═════ ENTRIES SUPPLIED ═════

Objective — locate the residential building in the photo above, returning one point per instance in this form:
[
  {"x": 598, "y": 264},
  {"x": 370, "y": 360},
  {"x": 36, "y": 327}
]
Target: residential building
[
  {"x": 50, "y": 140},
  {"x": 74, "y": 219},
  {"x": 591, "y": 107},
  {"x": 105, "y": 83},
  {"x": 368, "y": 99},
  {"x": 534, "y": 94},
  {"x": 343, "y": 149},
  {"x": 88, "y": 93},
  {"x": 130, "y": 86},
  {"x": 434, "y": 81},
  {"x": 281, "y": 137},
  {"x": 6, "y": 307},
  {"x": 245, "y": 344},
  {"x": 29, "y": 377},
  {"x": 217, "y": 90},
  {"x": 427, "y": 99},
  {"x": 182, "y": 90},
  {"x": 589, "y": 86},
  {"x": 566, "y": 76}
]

═════
═════ ENTRIES SUPPLIED ═════

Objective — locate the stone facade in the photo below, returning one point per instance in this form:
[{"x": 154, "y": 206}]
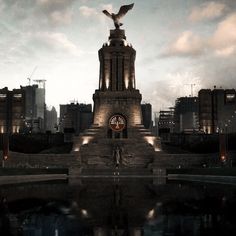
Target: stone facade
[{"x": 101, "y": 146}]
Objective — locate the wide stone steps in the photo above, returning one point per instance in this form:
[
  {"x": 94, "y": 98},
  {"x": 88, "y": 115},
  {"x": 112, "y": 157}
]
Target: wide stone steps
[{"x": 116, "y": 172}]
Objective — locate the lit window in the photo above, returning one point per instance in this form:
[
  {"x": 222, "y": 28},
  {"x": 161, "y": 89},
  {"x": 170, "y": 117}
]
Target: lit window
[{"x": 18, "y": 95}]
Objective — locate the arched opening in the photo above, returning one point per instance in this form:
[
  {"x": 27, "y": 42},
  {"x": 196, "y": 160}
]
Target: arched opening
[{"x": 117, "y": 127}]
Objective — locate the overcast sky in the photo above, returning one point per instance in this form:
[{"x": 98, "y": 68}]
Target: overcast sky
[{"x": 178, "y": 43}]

═════

_PROBLEM REQUIREMENTS_:
Please select every line in the recorded data above that holds the word "photo", and copy each one out. Case counts.

_RESULT_:
Objective — locate the residential building in the photo above, returning one point per instance in this form:
Objective — locate the stone facade in the photo below, returning one point per instance in this form:
Objective — locate the wide stone steps in the photo above, returning one point per instance in this form:
Objective — locate the lit window in the photo above, returning one point per instance in this form:
Objective — locate the arched opening in the photo above, returning one point per instance in this form:
Objective — locate the overcast sky in the photo above, returning one point per instance in this form:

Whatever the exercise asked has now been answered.